[Data items]
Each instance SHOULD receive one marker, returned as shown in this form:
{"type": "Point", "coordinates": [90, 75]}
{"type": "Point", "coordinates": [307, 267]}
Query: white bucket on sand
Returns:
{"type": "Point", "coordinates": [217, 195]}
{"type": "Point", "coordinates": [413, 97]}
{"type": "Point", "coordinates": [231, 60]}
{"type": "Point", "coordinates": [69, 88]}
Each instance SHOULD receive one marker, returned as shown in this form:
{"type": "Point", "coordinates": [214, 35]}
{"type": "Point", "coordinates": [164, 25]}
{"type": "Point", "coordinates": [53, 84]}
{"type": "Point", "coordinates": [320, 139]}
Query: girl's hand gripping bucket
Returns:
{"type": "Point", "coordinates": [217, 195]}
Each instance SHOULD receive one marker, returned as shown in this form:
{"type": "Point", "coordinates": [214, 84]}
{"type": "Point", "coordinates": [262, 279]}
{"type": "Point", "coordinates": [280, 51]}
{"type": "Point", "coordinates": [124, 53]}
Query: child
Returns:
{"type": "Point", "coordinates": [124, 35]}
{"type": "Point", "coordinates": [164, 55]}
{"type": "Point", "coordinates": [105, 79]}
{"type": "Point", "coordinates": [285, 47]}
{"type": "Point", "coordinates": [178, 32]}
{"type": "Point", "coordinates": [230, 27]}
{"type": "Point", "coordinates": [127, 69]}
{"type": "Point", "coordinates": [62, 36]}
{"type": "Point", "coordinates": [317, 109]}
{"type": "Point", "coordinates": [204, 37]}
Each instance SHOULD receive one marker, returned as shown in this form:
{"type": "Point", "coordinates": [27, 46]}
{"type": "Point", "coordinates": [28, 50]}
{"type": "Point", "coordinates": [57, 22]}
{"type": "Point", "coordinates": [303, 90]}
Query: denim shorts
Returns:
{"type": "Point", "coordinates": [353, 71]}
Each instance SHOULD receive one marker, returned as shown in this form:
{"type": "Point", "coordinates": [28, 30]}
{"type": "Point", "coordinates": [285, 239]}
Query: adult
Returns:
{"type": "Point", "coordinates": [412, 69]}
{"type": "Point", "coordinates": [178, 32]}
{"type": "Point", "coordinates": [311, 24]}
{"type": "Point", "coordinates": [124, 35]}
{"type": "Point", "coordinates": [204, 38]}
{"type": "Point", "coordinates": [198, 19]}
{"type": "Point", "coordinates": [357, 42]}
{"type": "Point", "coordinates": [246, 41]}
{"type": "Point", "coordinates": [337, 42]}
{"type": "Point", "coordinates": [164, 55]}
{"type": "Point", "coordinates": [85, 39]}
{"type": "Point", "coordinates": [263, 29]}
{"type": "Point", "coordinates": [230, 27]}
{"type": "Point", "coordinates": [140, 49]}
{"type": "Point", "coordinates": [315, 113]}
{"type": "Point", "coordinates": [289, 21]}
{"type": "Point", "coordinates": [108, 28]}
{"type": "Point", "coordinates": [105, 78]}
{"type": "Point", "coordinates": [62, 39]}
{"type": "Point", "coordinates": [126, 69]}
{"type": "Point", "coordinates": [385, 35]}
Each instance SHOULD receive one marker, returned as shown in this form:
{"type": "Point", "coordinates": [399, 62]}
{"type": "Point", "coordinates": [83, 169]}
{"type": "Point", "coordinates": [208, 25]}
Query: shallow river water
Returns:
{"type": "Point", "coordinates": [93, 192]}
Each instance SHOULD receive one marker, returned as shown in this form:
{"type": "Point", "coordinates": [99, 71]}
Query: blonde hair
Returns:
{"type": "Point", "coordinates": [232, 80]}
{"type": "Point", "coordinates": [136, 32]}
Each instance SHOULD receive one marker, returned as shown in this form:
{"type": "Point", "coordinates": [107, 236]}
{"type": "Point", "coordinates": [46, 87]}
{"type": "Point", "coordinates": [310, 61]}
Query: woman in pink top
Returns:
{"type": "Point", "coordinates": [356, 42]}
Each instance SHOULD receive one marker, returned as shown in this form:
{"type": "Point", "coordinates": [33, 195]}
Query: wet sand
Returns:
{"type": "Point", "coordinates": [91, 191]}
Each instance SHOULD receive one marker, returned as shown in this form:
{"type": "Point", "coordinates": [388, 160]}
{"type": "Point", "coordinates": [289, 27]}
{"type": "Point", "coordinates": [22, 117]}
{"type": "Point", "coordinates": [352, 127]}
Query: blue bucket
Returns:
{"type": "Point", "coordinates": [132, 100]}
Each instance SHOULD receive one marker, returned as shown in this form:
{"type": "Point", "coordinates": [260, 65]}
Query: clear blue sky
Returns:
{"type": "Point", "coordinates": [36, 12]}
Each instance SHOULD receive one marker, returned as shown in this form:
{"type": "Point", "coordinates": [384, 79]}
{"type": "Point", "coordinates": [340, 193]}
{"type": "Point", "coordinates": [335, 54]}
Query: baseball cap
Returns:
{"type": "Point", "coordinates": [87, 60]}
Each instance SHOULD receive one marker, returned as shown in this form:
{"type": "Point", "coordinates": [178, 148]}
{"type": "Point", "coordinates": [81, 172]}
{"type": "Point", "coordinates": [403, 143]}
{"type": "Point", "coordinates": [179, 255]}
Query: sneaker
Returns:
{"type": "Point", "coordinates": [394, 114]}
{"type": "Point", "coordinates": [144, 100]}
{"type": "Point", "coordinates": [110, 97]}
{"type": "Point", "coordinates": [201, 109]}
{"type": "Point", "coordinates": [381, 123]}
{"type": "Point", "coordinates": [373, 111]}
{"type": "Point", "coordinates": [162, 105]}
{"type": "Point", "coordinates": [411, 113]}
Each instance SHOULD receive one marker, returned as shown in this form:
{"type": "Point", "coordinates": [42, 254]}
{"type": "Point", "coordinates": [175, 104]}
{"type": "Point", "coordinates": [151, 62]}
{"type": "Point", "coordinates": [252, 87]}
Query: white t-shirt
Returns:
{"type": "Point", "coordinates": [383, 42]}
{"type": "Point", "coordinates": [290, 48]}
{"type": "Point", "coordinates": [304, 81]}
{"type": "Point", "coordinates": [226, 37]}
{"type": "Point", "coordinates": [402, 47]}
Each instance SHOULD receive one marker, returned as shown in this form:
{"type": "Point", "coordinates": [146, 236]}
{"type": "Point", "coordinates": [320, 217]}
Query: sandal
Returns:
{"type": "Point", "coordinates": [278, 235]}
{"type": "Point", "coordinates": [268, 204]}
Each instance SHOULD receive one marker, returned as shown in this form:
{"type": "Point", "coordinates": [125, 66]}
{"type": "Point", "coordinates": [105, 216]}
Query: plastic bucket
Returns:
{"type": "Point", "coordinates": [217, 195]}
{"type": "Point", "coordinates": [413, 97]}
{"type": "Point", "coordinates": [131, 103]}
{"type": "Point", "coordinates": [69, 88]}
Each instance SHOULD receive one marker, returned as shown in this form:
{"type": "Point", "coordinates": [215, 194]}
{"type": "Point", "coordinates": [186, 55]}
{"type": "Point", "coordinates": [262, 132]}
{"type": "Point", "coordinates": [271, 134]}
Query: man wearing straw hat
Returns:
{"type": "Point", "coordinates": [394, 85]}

** TASK **
Output the records verbatim, from the first line to the last.

** EXERCISE RESPONSE **
Each instance SHOULD receive one marker, returned as shown in this form:
{"type": "Point", "coordinates": [90, 75]}
{"type": "Point", "coordinates": [307, 267]}
Query: white bucket on sand
Returns:
{"type": "Point", "coordinates": [217, 195]}
{"type": "Point", "coordinates": [413, 97]}
{"type": "Point", "coordinates": [231, 60]}
{"type": "Point", "coordinates": [69, 88]}
Each instance SHOULD receive one marker, returned as shown in this form:
{"type": "Point", "coordinates": [214, 35]}
{"type": "Point", "coordinates": [164, 25]}
{"type": "Point", "coordinates": [53, 84]}
{"type": "Point", "coordinates": [320, 139]}
Query: girl's hand gripping bucket
Returns:
{"type": "Point", "coordinates": [217, 195]}
Each instance SHOULD receive one marker, returned as shown in this form:
{"type": "Point", "coordinates": [214, 84]}
{"type": "Point", "coordinates": [262, 279]}
{"type": "Point", "coordinates": [280, 51]}
{"type": "Point", "coordinates": [124, 53]}
Query: child
Returns:
{"type": "Point", "coordinates": [124, 35]}
{"type": "Point", "coordinates": [164, 55]}
{"type": "Point", "coordinates": [105, 79]}
{"type": "Point", "coordinates": [285, 47]}
{"type": "Point", "coordinates": [178, 32]}
{"type": "Point", "coordinates": [230, 27]}
{"type": "Point", "coordinates": [127, 69]}
{"type": "Point", "coordinates": [62, 36]}
{"type": "Point", "coordinates": [317, 109]}
{"type": "Point", "coordinates": [204, 37]}
Each instance SHOULD receive one marker, returned as shown in this form:
{"type": "Point", "coordinates": [27, 46]}
{"type": "Point", "coordinates": [28, 50]}
{"type": "Point", "coordinates": [57, 22]}
{"type": "Point", "coordinates": [303, 90]}
Query: denim shorts
Returns:
{"type": "Point", "coordinates": [353, 71]}
Each instance SHOULD receive one marker, returned as shown in this form:
{"type": "Point", "coordinates": [28, 30]}
{"type": "Point", "coordinates": [285, 239]}
Query: adult
Returns:
{"type": "Point", "coordinates": [412, 69]}
{"type": "Point", "coordinates": [178, 32]}
{"type": "Point", "coordinates": [311, 24]}
{"type": "Point", "coordinates": [124, 35]}
{"type": "Point", "coordinates": [204, 38]}
{"type": "Point", "coordinates": [198, 19]}
{"type": "Point", "coordinates": [357, 42]}
{"type": "Point", "coordinates": [246, 41]}
{"type": "Point", "coordinates": [337, 42]}
{"type": "Point", "coordinates": [164, 55]}
{"type": "Point", "coordinates": [85, 39]}
{"type": "Point", "coordinates": [263, 29]}
{"type": "Point", "coordinates": [230, 27]}
{"type": "Point", "coordinates": [140, 49]}
{"type": "Point", "coordinates": [315, 113]}
{"type": "Point", "coordinates": [289, 21]}
{"type": "Point", "coordinates": [108, 28]}
{"type": "Point", "coordinates": [105, 78]}
{"type": "Point", "coordinates": [62, 39]}
{"type": "Point", "coordinates": [126, 69]}
{"type": "Point", "coordinates": [385, 35]}
Each instance SHOULD receive one marker, returned as shown in this form:
{"type": "Point", "coordinates": [399, 62]}
{"type": "Point", "coordinates": [83, 169]}
{"type": "Point", "coordinates": [208, 25]}
Query: shallow river water
Returns:
{"type": "Point", "coordinates": [93, 192]}
Each instance SHOULD receive one marker, returned as shown in this form:
{"type": "Point", "coordinates": [99, 71]}
Query: blonde hair
Returns:
{"type": "Point", "coordinates": [232, 80]}
{"type": "Point", "coordinates": [136, 32]}
Each instance SHOULD receive one marker, returned as shown in this form:
{"type": "Point", "coordinates": [107, 236]}
{"type": "Point", "coordinates": [46, 87]}
{"type": "Point", "coordinates": [310, 61]}
Query: woman in pink top
Returns:
{"type": "Point", "coordinates": [356, 42]}
Each instance SHOULD receive one marker, returned as shown in this form:
{"type": "Point", "coordinates": [33, 195]}
Query: wet sand
Returns:
{"type": "Point", "coordinates": [91, 191]}
Each instance SHOULD receive one marker, returned as shown in this form:
{"type": "Point", "coordinates": [388, 160]}
{"type": "Point", "coordinates": [289, 27]}
{"type": "Point", "coordinates": [22, 117]}
{"type": "Point", "coordinates": [352, 127]}
Query: blue bucket
Returns:
{"type": "Point", "coordinates": [132, 100]}
Each instance SHOULD receive one marker, returned as shown in this form:
{"type": "Point", "coordinates": [260, 65]}
Query: clear blue sky
Returns:
{"type": "Point", "coordinates": [36, 12]}
Each instance SHOULD receive one marker, returned as shown in this form:
{"type": "Point", "coordinates": [384, 79]}
{"type": "Point", "coordinates": [340, 193]}
{"type": "Point", "coordinates": [335, 54]}
Query: baseball cap
Returns:
{"type": "Point", "coordinates": [87, 60]}
Each instance SHOULD receive one marker, returned as shown in this form:
{"type": "Point", "coordinates": [178, 148]}
{"type": "Point", "coordinates": [81, 172]}
{"type": "Point", "coordinates": [403, 143]}
{"type": "Point", "coordinates": [179, 255]}
Query: sneaker
Returns:
{"type": "Point", "coordinates": [394, 114]}
{"type": "Point", "coordinates": [144, 100]}
{"type": "Point", "coordinates": [110, 97]}
{"type": "Point", "coordinates": [201, 109]}
{"type": "Point", "coordinates": [381, 123]}
{"type": "Point", "coordinates": [373, 111]}
{"type": "Point", "coordinates": [162, 105]}
{"type": "Point", "coordinates": [411, 113]}
Each instance SHOULD receive one marker, returned as shown in this form:
{"type": "Point", "coordinates": [42, 254]}
{"type": "Point", "coordinates": [175, 104]}
{"type": "Point", "coordinates": [151, 62]}
{"type": "Point", "coordinates": [252, 87]}
Query: white t-shirt
Returns:
{"type": "Point", "coordinates": [383, 42]}
{"type": "Point", "coordinates": [290, 48]}
{"type": "Point", "coordinates": [304, 81]}
{"type": "Point", "coordinates": [226, 37]}
{"type": "Point", "coordinates": [402, 47]}
Each instance SHOULD receive one marker, returned as shown in this form:
{"type": "Point", "coordinates": [146, 236]}
{"type": "Point", "coordinates": [320, 217]}
Query: sandal
Returns:
{"type": "Point", "coordinates": [278, 235]}
{"type": "Point", "coordinates": [268, 204]}
Each instance SHOULD receive one marker, returned as shown in this form:
{"type": "Point", "coordinates": [125, 66]}
{"type": "Point", "coordinates": [105, 216]}
Query: plastic bucket
Returns:
{"type": "Point", "coordinates": [217, 195]}
{"type": "Point", "coordinates": [413, 97]}
{"type": "Point", "coordinates": [131, 103]}
{"type": "Point", "coordinates": [69, 88]}
Each instance SHOULD receive one marker, returned as shown in this form:
{"type": "Point", "coordinates": [215, 194]}
{"type": "Point", "coordinates": [186, 55]}
{"type": "Point", "coordinates": [262, 132]}
{"type": "Point", "coordinates": [271, 134]}
Query: man wearing straw hat
Returns:
{"type": "Point", "coordinates": [394, 85]}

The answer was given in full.